### Data entries
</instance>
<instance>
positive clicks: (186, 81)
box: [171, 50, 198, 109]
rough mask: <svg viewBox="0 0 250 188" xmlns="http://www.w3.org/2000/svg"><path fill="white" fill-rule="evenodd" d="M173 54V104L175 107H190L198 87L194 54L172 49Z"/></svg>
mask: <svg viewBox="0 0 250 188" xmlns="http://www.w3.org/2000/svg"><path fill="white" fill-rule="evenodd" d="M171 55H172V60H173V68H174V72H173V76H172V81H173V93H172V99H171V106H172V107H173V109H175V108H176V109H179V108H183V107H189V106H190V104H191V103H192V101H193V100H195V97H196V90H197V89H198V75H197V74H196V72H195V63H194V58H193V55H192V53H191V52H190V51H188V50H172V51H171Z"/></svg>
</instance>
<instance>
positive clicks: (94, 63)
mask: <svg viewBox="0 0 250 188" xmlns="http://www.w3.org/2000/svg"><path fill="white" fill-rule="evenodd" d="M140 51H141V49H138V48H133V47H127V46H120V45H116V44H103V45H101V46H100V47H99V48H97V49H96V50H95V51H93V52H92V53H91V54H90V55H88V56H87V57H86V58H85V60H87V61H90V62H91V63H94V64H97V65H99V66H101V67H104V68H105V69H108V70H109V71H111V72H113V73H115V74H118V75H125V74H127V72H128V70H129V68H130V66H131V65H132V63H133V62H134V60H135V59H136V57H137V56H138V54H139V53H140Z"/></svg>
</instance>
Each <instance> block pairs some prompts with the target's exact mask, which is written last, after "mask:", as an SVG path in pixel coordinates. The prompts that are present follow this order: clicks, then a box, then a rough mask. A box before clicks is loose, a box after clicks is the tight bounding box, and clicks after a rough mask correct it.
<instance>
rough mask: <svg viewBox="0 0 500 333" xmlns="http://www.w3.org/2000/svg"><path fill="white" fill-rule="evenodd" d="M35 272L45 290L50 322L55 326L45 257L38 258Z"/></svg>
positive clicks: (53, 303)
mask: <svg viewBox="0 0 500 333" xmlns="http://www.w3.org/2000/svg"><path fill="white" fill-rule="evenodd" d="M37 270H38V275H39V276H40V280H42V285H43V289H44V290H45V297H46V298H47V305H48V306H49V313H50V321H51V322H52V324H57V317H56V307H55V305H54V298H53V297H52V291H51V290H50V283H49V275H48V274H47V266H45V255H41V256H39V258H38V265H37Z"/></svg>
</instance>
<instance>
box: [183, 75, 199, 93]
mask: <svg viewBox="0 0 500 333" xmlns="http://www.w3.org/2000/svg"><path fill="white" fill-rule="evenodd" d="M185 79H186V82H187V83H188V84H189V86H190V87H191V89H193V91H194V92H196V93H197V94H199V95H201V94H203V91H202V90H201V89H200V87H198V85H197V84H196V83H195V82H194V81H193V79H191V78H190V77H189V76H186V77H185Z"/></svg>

### EXERCISE BRIEF
Using the entries above, please restate each one word for word.

### ANSWER BELOW
</instance>
<instance>
positive clicks: (186, 81)
box: [171, 50, 198, 109]
rough mask: <svg viewBox="0 0 250 188" xmlns="http://www.w3.org/2000/svg"><path fill="white" fill-rule="evenodd" d="M173 54V104L175 107H190L198 87L194 54L172 49Z"/></svg>
mask: <svg viewBox="0 0 250 188" xmlns="http://www.w3.org/2000/svg"><path fill="white" fill-rule="evenodd" d="M171 55H172V60H173V68H174V72H173V76H172V81H173V93H172V99H171V106H172V107H173V109H175V108H176V109H179V108H183V107H189V106H190V104H191V103H192V101H193V100H195V97H196V90H197V89H198V75H197V74H196V72H195V63H194V58H193V55H192V53H191V52H190V51H188V50H172V51H171Z"/></svg>
</instance>
<instance>
positive clicks: (94, 63)
mask: <svg viewBox="0 0 250 188" xmlns="http://www.w3.org/2000/svg"><path fill="white" fill-rule="evenodd" d="M140 51H141V49H138V48H133V47H127V46H120V45H116V44H103V45H101V46H100V47H99V48H97V49H96V50H95V51H93V52H92V53H91V54H90V55H88V56H87V57H86V58H85V60H87V61H90V62H91V63H94V64H97V65H99V66H101V67H104V68H105V69H108V70H109V71H111V72H113V73H115V74H118V75H125V74H127V72H128V70H129V68H130V66H131V65H132V63H133V62H134V60H135V59H136V57H137V56H138V54H139V53H140Z"/></svg>
</instance>
Each <instance> block pairs some prompts with the target's exact mask, which is written last, after "mask:", as an SVG path in pixel coordinates. The prompts that are present follow this order: clicks, then a box, then a rough mask. A box before clicks is loose, a box after clicks is the tight bounding box, and clicks after a rough mask correct it.
<instance>
rough mask: <svg viewBox="0 0 500 333" xmlns="http://www.w3.org/2000/svg"><path fill="white" fill-rule="evenodd" d="M35 272L45 290L50 322L55 326L45 257L38 258Z"/></svg>
positive clicks: (53, 303)
mask: <svg viewBox="0 0 500 333" xmlns="http://www.w3.org/2000/svg"><path fill="white" fill-rule="evenodd" d="M37 270H38V275H39V276H40V280H42V285H43V289H44V290H45V297H46V298H47V305H48V306H49V313H50V321H51V322H52V324H57V317H56V307H55V305H54V298H53V297H52V291H51V290H50V283H49V275H48V274H47V266H45V255H41V256H39V258H38V265H37Z"/></svg>
</instance>
<instance>
box: [183, 75, 199, 93]
mask: <svg viewBox="0 0 500 333" xmlns="http://www.w3.org/2000/svg"><path fill="white" fill-rule="evenodd" d="M185 79H186V82H187V83H188V84H189V86H190V87H191V89H193V91H194V92H196V93H197V94H199V95H201V94H203V91H202V90H201V89H200V87H198V85H197V84H196V83H195V82H194V81H193V79H191V78H190V77H189V76H186V77H185Z"/></svg>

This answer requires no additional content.